# Directions for this task
Reproduce all of the records below verbatim, with every line unchanged and in its original order.

(Object-pointing dataset rows)

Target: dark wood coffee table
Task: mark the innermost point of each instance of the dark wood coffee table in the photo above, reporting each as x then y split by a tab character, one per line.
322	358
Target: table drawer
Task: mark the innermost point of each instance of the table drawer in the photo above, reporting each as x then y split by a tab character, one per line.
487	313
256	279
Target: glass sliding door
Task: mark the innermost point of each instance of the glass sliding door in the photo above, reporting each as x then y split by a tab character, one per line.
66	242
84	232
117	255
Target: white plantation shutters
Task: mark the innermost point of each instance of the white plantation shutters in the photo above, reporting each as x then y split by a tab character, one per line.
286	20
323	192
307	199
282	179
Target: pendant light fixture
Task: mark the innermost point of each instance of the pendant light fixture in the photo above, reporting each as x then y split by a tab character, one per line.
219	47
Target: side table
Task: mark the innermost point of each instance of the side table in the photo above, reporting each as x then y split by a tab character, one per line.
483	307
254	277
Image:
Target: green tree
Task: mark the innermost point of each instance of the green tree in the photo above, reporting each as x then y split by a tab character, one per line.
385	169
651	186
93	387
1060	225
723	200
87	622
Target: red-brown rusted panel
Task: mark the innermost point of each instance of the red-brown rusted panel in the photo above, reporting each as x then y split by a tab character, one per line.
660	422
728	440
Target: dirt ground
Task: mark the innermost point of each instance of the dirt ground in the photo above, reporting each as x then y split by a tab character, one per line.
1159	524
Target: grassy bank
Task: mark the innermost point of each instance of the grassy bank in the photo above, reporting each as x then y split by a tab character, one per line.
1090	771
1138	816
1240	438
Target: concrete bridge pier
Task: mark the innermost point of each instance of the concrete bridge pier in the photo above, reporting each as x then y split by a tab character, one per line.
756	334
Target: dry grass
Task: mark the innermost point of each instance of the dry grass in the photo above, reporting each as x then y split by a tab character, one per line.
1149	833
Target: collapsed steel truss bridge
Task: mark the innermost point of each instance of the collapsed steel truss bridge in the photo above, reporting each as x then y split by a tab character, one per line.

# Answer to this exercise
Target: dark wood coffee table
Task: mark the innermost point of each instance of the dark wood coffee table in the photo above, reporting each as x then y split by a tab character, one per line.
322	358
Target: table drawer
Task: mark the innermost point of each instance of the table drawer in the photo above, reporting each as x then y split by a tab character, one per line.
487	313
256	279
Target: glass sliding door
Task: mark the innermost point of each instance of the glass sliding door in the photo above, reporting each as x then y split by a tab character, one per line.
66	242
84	232
117	255
Target: white plantation shutters
Task: mark the innermost point of each instance of the white plantation shutters in the photo above, reporting each as x then y split by a tab character, one per line.
286	20
323	192
307	199
282	179
Target: pendant light fixture
Task: mark the innermost point of each instance of the pendant light fixture in the photo above, reporting each as x then y split by a tab character, one per line.
219	47
Target: side table
Task: mark the innermost point of each instance of the side table in the photo above, reporting each as x then y split by a tab character, one per line.
483	307
254	277
Image:
Target: green tree
Task: mark the innermost point of each instance of the green tree in the photo above, reporting each as x then y split by a tab character, one per line.
385	169
651	186
93	387
1060	225
723	200
87	622
Target: red-brown rusted panel
Task: mark the innermost point of each instance of the red-brown rusted panel in the photo above, reporting each as x then y split by a tab character, one per line.
660	422
728	440
Target: dirt ground
Task: mark the innermost point of each instance of the dirt ground in the photo above, reporting each as x then y split by a tab character, one per line.
1159	524
Target: grassy bank
Task: mark the innermost point of each instance of the grassy bank in the photo above, reporting each as x then y split by a tab character, one per line.
1090	771
1138	816
1240	438
Target: concrete bridge pier
Task: mark the innermost point of each instance of the concrete bridge pier in the photo above, reporting each as x then y split by a tab character, one per line.
756	334
Target: dry grass
Task: mark the innermost point of each instance of the dry grass in the photo above, reporting each as x then y split by a tab character, one per line.
1149	833
Target: collapsed steel truss bridge
Task: mark the innermost point of each instance of the collapsed steel truss bridge in the photo above, reporting each as x then y split by a tab character, one per line.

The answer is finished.